## [AIM OF THE EXERCISE]
Rewrite the data from the line containing "Task: locate every instance of the reddish-brown" up to and including the line containing "<point>104,146</point>", changing every "Target" to "Object" and keeping everything else the same.

## [RECORDED DATA]
+-------+
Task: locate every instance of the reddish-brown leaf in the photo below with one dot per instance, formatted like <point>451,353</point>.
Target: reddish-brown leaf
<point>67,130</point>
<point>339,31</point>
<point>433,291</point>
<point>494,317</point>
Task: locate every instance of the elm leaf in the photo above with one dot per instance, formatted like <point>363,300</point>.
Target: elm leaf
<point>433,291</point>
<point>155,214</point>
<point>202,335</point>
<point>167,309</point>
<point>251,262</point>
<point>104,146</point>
+-------+
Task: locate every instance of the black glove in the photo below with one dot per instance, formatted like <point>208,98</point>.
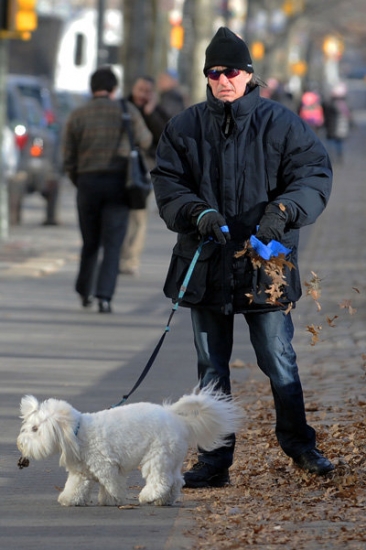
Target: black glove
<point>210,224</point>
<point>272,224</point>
+-------+
## [EXERCISE ANSWER]
Task: locate every instance of the reddish-brown leaf in the photo below with one dot per instance, formatted like <point>451,353</point>.
Object: reddish-brown leaf
<point>67,130</point>
<point>339,31</point>
<point>433,291</point>
<point>494,317</point>
Task: locate every instance of the elm leaf in the photo above with one dot per instance, formatted like <point>363,300</point>.
Object: elm leaf
<point>433,291</point>
<point>155,214</point>
<point>202,335</point>
<point>167,309</point>
<point>251,262</point>
<point>104,146</point>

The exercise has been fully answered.